# [Written request]
Transcribe the data below line for line, keeping every word, number and symbol unchanged.

# [Data for this exercise]
►
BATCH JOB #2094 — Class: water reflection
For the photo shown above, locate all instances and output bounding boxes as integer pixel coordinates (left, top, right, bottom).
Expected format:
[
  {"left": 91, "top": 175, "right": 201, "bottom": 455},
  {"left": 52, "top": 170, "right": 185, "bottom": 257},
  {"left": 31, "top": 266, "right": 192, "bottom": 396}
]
◄
# [Response to this task]
BATCH JOB #2094 — Class: water reflection
For the photo shown above, locate all instances and output bounding boxes as integer pixel coordinates (left, top, right, bottom).
Expected format:
[
  {"left": 91, "top": 175, "right": 201, "bottom": 455},
  {"left": 52, "top": 170, "right": 185, "bottom": 257},
  {"left": 31, "top": 266, "right": 192, "bottom": 396}
]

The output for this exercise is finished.